Parts of the exercise:
1. Answer these questions from the brand strategy page, one line each:
(a) What does a sound strategy entail as much as what is to be done?
(b) What is named as the key to building a powerful brand?
(c) Besides decoding briefs, what is it also about at times?
2. Please carry on the brand strategy page from its last sentence.

Document section:
____________________
Brand Strategy


A sound strategy entails what is not to be done as much as what is to be done. It is about answering to your needs and not just your wants. These do's and don'ts not only spearhead your business strategy. It takes ahead your brand name too. A name or a logo has to be taken much ahead of itself. The best way to do so is to build a strong brand identity that envelops a strong brand essence and purpose, positioning the brand right and making a brand experience that is meaningful and memorable. The strongest foundation of building a brand finds resonance in a robust brand strategy.

The Challenges to a Powerful Brand Strategy

The key to building a powerful brand is to build a strategy that resonates with the minds of your customers. It is important to understand who you are talking to and develop a consistent tone of communication to take your business further. A business in its conception does not always know where it is headed in term of its communication strategy because it is trying to understand its own self. More than decoding briefs at times it is also about creating one, by asking the right questions.
____________________
Collected data entries:
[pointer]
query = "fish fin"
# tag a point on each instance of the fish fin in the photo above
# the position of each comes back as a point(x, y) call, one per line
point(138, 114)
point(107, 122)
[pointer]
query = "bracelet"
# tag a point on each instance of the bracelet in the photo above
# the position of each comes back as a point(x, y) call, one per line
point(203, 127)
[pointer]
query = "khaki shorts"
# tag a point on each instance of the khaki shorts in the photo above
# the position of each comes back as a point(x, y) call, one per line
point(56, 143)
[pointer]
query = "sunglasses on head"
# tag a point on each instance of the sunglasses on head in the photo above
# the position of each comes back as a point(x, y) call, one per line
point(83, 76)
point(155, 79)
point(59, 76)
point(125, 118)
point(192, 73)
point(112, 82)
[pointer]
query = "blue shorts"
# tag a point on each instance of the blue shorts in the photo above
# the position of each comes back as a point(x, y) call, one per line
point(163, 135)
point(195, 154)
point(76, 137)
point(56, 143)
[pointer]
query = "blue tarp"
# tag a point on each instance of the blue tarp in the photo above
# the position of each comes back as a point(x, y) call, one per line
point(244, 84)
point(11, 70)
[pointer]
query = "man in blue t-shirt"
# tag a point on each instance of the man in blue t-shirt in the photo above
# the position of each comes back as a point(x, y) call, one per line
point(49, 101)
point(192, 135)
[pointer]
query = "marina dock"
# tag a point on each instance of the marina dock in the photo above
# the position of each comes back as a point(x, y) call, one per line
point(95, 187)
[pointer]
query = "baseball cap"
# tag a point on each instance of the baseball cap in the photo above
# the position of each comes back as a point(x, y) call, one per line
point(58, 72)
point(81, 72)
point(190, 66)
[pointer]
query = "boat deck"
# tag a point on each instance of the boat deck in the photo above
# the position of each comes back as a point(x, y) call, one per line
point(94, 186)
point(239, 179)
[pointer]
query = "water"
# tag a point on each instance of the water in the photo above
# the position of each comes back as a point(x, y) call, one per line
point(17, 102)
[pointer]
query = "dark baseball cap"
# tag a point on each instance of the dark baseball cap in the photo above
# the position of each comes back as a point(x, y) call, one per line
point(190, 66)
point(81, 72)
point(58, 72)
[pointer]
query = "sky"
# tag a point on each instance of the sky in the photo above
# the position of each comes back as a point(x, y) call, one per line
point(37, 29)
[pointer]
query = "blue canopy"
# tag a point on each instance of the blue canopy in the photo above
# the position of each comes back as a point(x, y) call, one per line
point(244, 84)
____________________
Answers by task:
1.
(a) What is not to be done.
(b) Building a strategy that resonates with the minds of your customers.
(c) Creating one, by asking the right questions.

2.
Brand Expert Speaks

Allen Adamson, chairman of the North America region of brand consulting and design firm Landor Associates says, "Every brand makes a promise. But in a marketplace in which consumer confidence is low and budgetary vigilance is high, it’s not just making a promise that separates one brand from another, but having a defining purpose."

Brand Strategy Creation – Navigating you through the strategy map


Our brand strategy map traverses the following terrain:

Data Gathering and Analysis

We undergo in-depth consumer behaviour research and market competition analysis to understand where your business and brand stand. Gathering as much data as we can in our first interactive exchange, slowly and surely, we proceed to create the brand identity.

Brand Positioning

The main challenge for brand strategists is to find a window in the mind of the consumer or the business where your brand fits in. Our strategic in-house proprietary methods help us position the brand in the market.

Brand Naming & Verbal Identity

What you are named, you have to stay on with for a long time. It is the first introductory touch point between the brand and the world. We have branding experts working on different combinations of words, creating a new identity for your brand.

Visual Identity & Language

The visual identity of a brand is not just the logo or the mark, it is the story weaved into it. We aim to maintain clarity and consistency in the visual identity and language.

Why is ABND the best brand strategy agency for you?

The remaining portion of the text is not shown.